### SOURCE EXTRACT
□ □ □ □ □ □ □

After his son Beau died three years ago, social media was filled with stories of the support Biden had given people when they were grieving. And over the past few days others have stepped forward to describe how his literal and virtual hugs were welcome in their lives.

“Joe Biden is one of the truly decent and compassionate men in all of American politics,” wrote Meghan McCain on Twitter. “He has helped me through my fathers diagnosis, treatment and ultimate passing more than anyone of my fathers friends combined. I wish there was more empathy from our politicians not less.”

And in an essay on Medium, Stephanie Carter, the wife of former Secretary of Defense Ash Carter, defended Biden against commenters who called a photo of Biden with his hands on her shoulders during her husband’s swearing-in “creepy.”

“The Joe Biden in my picture is a close friend helping someone get through a big day, for which I will always be grateful,” she wrote. She had taken a spill on some ice in front of cameras earlier in the day, she explained, and was still feeling “uncharacteristically nervous ... as Ash was giving remarks.” That was when Biden “leaned in to tell me ‘thank you for letting him do this’ and kept his hands on my shoulders as a means of offering his support.”

□ □ □ □ □ □ □

### DATA SHOWN
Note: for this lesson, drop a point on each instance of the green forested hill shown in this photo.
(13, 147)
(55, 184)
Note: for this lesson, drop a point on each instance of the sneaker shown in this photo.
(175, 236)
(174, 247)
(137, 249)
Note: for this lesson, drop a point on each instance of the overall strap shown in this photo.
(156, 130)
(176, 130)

□ □ □ □ □ □ □

### PROMPT
Repeat the Biden passage word for word.

### TASK OUTPUT
After his son Beau died three years ago, social media was filled with stories of the support Biden had given people when they were grieving. And over the past few days others have stepped forward to describe how his literal and virtual hugs were welcome in their lives.

“Joe Biden is one of the truly decent and compassionate men in all of American politics,” wrote Meghan McCain on Twitter. “He has helped me through my fathers diagnosis, treatment and ultimate passing more than anyone of my fathers friends combined. I wish there was more empathy from our politicians not less.”

And in an essay on Medium, Stephanie Carter, the wife of former Secretary of Defense Ash Carter, defended Biden against commenters who called a photo of Biden with his hands on her shoulders during her husband’s swearing-in “creepy.”

“The Joe Biden in my picture is a close friend helping someone get through a big day, for which I will always be grateful,” she wrote. She had taken a spill on some ice in front of cameras earlier in the day, she explained, and was still feeling “uncharacteristically nervous ... as Ash was giving remarks.” That was when Biden “leaned in to tell me ‘thank you for letting him do this’ and kept his hands on my shoulders as a means of offering his support.”